Aufgabe 1:
Übersetze diesen Satz aus dem Textauszug über den Roman „Der kleine Bruder“ ins Englische: „Dabei wird allerdings nicht explizit das Ziel verfolgt, letztlich eine eindeutige Antwort auf die Frage zu finden, ob sich der Roman der Popliteratur zurechnen lässt oder nicht.“

Textauszug:
========

Pop oder nicht Pop? - Sven Regeners Roman "Der kleine Bruder"


Hausarbeit, 2009

25 Seiten, Note: 1,3

Hendrik Fieber (Autor:in)


Leseprobe


Inhaltsverzeichnis

1. Einleitung

2. Pop oder nicht Pop?
2.1 Ein Einblick in den Diskurs
2.2 Marken- und Medienverweigerung
2.3 Die Rückkehr zum Erzählen
2.4 Narration

3. Archivierung
3.1 Die Handlung
3.2 Die Dialogstruktur
3.2.1 Implikaturtheorie nach Grice
3.2.2 Verstöße gegen die Konversationsmaximen
3.2.3 Tubaspielen und Sprach-Kung-Fu
3.3 Der Kunstdiskurs

4. Fazit

5. Literaturverzeichnis

1. Einleitung

Die Ansicht Sabine Kyoras, „dass Popliteratur nicht verwechselt werden sollte mit Literatur, die einfach nur gut lesbar und deswegen erfolgreich ist“ (Kyora 2004, 111f.), ist gleichermaßen weit verbreitet wie unstrittig. Ebenso unstrittig sollte eigentlich auch die Ablehnung der dazugehörigen Antithese sein, die entsprechend lauten müsste: Eine Literatur die sich gut liest und gut verkauft, ist nicht zwangsläufig Popliteratur. Dennoch scheint es von Seiten der Literaturwissenschaft zumindest im Fall das Schriftstellers Sven Regener eine gewisse Skepsis gegenüber seiner kommerziell äußerst erfolgreichen Herr Lehmann – Reihe zu geben. Anders ist es kaum zu erklären, dass bisher weder zu seinem seit 2001 veröffentlichten Roman Herr Lehmann, noch zu dessen seit 2004 erhältlicher Vorgeschichte Neue Vahr Süd Publikationen erschienen sind. Diese Arbeit widmet sich dem im Herbst 2008 erschienenen Roman Der kleine Bruder1, der als Mittelteil zwischen Neue Vahr Süd und Herr Lehmann die Trilogie vollendet.

„Es sollte nicht mit der Fahrt durch einen langen, dunklen Tunnel beginnen. Oder vielleicht doch“ (DKB 9) heißt es im ersten Kapitel des Buches. Die Symbolik dieses Bildes, das im Roman die Suche der Hauptfigur nach einem neuen Platz im Leben widerspiegelt, trifft auch auf die wissenschaftliche Auseinandersetzung mit diesem Werk zu. Am Anfang herrscht erkenntnistheoretische Dunkelheit, denn außer einigen im Internet verfügbaren Buchbesprechungen der renommierten Wochen- und Tageszeitungen gibt es keine Quellen, die sich bisher mit Der kleine Bruder auseinandergesetzt haben. Deshalb wendet diese Arbeit einige der gängigen Theorien zur Popliteratur als Zugriffsschlüssel auf den hier untersuchten Roman an, auch wenn bisher noch niemand nachgewiesen hat, dass Regeners Erzählung tatsächlich zu dieser literarischen Strömung zählt. Dabei wird allerdings nicht explizit das Ziel verfolgt, letztlich eine eindeutige Antwort auf die Frage zu finden, ob sich der Roman der Popliteratur zurechnen lässt oder nicht. Es gilt vielmehr herauszuarbeiten, welche Merkmale popliterarischer Werke der Roman beinhaltet, wie er diese umsetzt und welche Funktion sie für den Text erfüllen. Auf der anderen Seite wird ebenfalls darauf zu achten sein, welche literarischen Merkmale, die für gewöhnlich dem Pop zugerechnet werden, dieser Roman nicht enthält und in wie fern dies für die Beschaffenheit des Textes relevant ist. Auf diese Art und Weise dient also die Theorie der Popliteratur, zumeist in der Prägung Moritz Baßlers, als eine Folie, die einen ersten, analytischen Einstieg in die Struktur des vorliegenden Romans Der kleine Bruder ermöglicht.

========

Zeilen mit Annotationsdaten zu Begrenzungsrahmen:
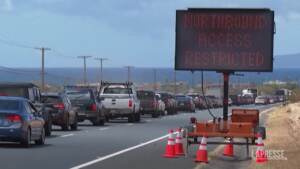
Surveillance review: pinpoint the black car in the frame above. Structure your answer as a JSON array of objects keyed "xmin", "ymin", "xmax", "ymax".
[
  {"xmin": 65, "ymin": 87, "xmax": 105, "ymax": 126},
  {"xmin": 42, "ymin": 93, "xmax": 78, "ymax": 130},
  {"xmin": 175, "ymin": 95, "xmax": 196, "ymax": 112},
  {"xmin": 137, "ymin": 90, "xmax": 160, "ymax": 118},
  {"xmin": 0, "ymin": 96, "xmax": 45, "ymax": 147},
  {"xmin": 0, "ymin": 82, "xmax": 52, "ymax": 136}
]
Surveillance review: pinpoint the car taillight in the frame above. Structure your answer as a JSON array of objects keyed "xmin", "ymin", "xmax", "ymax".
[
  {"xmin": 90, "ymin": 104, "xmax": 97, "ymax": 111},
  {"xmin": 53, "ymin": 103, "xmax": 65, "ymax": 110},
  {"xmin": 152, "ymin": 101, "xmax": 156, "ymax": 108},
  {"xmin": 6, "ymin": 115, "xmax": 22, "ymax": 123},
  {"xmin": 128, "ymin": 100, "xmax": 132, "ymax": 107}
]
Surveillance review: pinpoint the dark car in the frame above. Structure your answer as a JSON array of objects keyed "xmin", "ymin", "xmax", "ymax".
[
  {"xmin": 159, "ymin": 92, "xmax": 177, "ymax": 115},
  {"xmin": 0, "ymin": 83, "xmax": 52, "ymax": 136},
  {"xmin": 175, "ymin": 95, "xmax": 196, "ymax": 112},
  {"xmin": 65, "ymin": 88, "xmax": 105, "ymax": 126},
  {"xmin": 0, "ymin": 96, "xmax": 45, "ymax": 147},
  {"xmin": 42, "ymin": 93, "xmax": 78, "ymax": 130},
  {"xmin": 188, "ymin": 93, "xmax": 202, "ymax": 109},
  {"xmin": 137, "ymin": 90, "xmax": 160, "ymax": 118}
]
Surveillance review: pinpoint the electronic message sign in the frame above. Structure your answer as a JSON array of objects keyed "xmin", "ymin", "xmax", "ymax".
[{"xmin": 175, "ymin": 9, "xmax": 274, "ymax": 72}]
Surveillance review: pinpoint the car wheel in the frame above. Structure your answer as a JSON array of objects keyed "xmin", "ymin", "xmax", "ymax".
[
  {"xmin": 92, "ymin": 115, "xmax": 105, "ymax": 126},
  {"xmin": 61, "ymin": 116, "xmax": 70, "ymax": 131},
  {"xmin": 70, "ymin": 115, "xmax": 78, "ymax": 130},
  {"xmin": 21, "ymin": 128, "xmax": 31, "ymax": 147},
  {"xmin": 35, "ymin": 128, "xmax": 46, "ymax": 145},
  {"xmin": 45, "ymin": 116, "xmax": 52, "ymax": 136}
]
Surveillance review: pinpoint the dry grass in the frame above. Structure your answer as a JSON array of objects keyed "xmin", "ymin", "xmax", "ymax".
[{"xmin": 249, "ymin": 103, "xmax": 300, "ymax": 169}]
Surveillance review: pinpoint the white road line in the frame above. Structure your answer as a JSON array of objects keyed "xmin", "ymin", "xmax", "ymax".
[
  {"xmin": 98, "ymin": 127, "xmax": 109, "ymax": 131},
  {"xmin": 70, "ymin": 134, "xmax": 169, "ymax": 169},
  {"xmin": 60, "ymin": 134, "xmax": 74, "ymax": 137}
]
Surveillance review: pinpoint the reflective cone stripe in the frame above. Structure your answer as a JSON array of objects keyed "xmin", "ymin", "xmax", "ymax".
[
  {"xmin": 199, "ymin": 144, "xmax": 206, "ymax": 150},
  {"xmin": 164, "ymin": 130, "xmax": 176, "ymax": 158},
  {"xmin": 255, "ymin": 134, "xmax": 268, "ymax": 163},
  {"xmin": 195, "ymin": 137, "xmax": 208, "ymax": 163},
  {"xmin": 223, "ymin": 138, "xmax": 234, "ymax": 157},
  {"xmin": 175, "ymin": 129, "xmax": 185, "ymax": 156},
  {"xmin": 168, "ymin": 138, "xmax": 175, "ymax": 145}
]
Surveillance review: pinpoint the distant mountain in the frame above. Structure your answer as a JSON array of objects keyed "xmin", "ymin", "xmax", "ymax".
[{"xmin": 0, "ymin": 67, "xmax": 300, "ymax": 85}]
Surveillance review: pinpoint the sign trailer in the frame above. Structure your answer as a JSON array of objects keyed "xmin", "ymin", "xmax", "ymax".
[{"xmin": 175, "ymin": 8, "xmax": 275, "ymax": 158}]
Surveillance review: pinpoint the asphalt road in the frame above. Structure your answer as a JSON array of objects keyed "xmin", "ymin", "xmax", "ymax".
[{"xmin": 0, "ymin": 105, "xmax": 272, "ymax": 169}]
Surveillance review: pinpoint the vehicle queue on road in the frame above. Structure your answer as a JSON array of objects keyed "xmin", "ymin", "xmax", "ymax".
[{"xmin": 0, "ymin": 82, "xmax": 283, "ymax": 147}]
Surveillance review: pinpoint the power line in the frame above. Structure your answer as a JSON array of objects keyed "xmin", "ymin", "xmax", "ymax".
[
  {"xmin": 35, "ymin": 47, "xmax": 51, "ymax": 92},
  {"xmin": 51, "ymin": 49, "xmax": 76, "ymax": 59},
  {"xmin": 0, "ymin": 66, "xmax": 77, "ymax": 81},
  {"xmin": 0, "ymin": 35, "xmax": 34, "ymax": 49},
  {"xmin": 95, "ymin": 57, "xmax": 108, "ymax": 83},
  {"xmin": 125, "ymin": 66, "xmax": 134, "ymax": 82}
]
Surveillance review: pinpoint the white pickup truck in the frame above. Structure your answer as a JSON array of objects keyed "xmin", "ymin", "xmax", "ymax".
[{"xmin": 99, "ymin": 83, "xmax": 140, "ymax": 122}]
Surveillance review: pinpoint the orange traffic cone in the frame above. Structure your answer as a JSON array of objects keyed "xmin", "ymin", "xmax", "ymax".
[
  {"xmin": 175, "ymin": 128, "xmax": 184, "ymax": 156},
  {"xmin": 255, "ymin": 134, "xmax": 268, "ymax": 163},
  {"xmin": 195, "ymin": 136, "xmax": 208, "ymax": 163},
  {"xmin": 164, "ymin": 130, "xmax": 176, "ymax": 158},
  {"xmin": 223, "ymin": 138, "xmax": 233, "ymax": 157}
]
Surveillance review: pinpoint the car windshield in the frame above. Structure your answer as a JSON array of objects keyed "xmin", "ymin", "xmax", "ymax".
[
  {"xmin": 67, "ymin": 91, "xmax": 91, "ymax": 100},
  {"xmin": 103, "ymin": 87, "xmax": 132, "ymax": 94},
  {"xmin": 137, "ymin": 91, "xmax": 155, "ymax": 99},
  {"xmin": 0, "ymin": 100, "xmax": 20, "ymax": 111},
  {"xmin": 42, "ymin": 96, "xmax": 62, "ymax": 103}
]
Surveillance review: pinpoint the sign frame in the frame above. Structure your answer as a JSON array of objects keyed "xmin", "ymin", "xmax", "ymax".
[{"xmin": 175, "ymin": 8, "xmax": 275, "ymax": 72}]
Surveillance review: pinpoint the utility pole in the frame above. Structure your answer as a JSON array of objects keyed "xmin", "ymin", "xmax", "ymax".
[
  {"xmin": 95, "ymin": 57, "xmax": 108, "ymax": 84},
  {"xmin": 35, "ymin": 47, "xmax": 51, "ymax": 92},
  {"xmin": 125, "ymin": 66, "xmax": 133, "ymax": 82},
  {"xmin": 153, "ymin": 69, "xmax": 157, "ymax": 92},
  {"xmin": 191, "ymin": 71, "xmax": 195, "ymax": 91},
  {"xmin": 78, "ymin": 56, "xmax": 92, "ymax": 85}
]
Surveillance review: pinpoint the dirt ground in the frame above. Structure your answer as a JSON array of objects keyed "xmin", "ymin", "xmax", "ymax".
[{"xmin": 249, "ymin": 103, "xmax": 300, "ymax": 169}]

========

Aufgabe 2:
Ordne die Zeilen der Einträge von der Zeile mit „Surveillance review: pinpoint the utility“ bis einschließlich zum Ende der Einträge als Markdown-Tabelle mit den Spalten „Nr.“ und „Inhalt“ an und lass dabei Leerzeilen weg.

Musterlösung 1:
However, the explicit aim is not ultimately to find a clear answer to the question of whether the novel can be classed as pop literature or not.

Musterlösung 2:
| Nr. | Inhalt |
|---|---|
| 1 | Surveillance review: pinpoint the utility pole in the frame above. Structure your answer as a JSON array of objects keyed "xmin", "ymin", "xmax", "ymax". |
| 2 | [ |
| 3 |   {"xmin": 95, "ymin": 57, "xmax": 108, "ymax": 84}, |
| 4 |   {"xmin": 35, "ymin": 47, "xmax": 51, "ymax": 92}, |
| 5 |   {"xmin": 125, "ymin": 66, "xmax": 133, "ymax": 82}, |
| 6 |   {"xmin": 153, "ymin": 69, "xmax": 157, "ymax": 92}, |
| 7 |   {"xmin": 191, "ymin": 71, "xmax": 195, "ymax": 91}, |
| 8 |   {"xmin": 78, "ymin": 56, "xmax": 92, "ymax": 85} |
| 9 | ] |
| 10 | Surveillance review: pinpoint the dirt ground in the frame above. Structure your answer as a JSON array of objects keyed "xmin", "ymin", "xmax", "ymax". |
| 11 | [{"xmin": 249, "ymin": 103, "xmax": 300, "ymax": 169}] |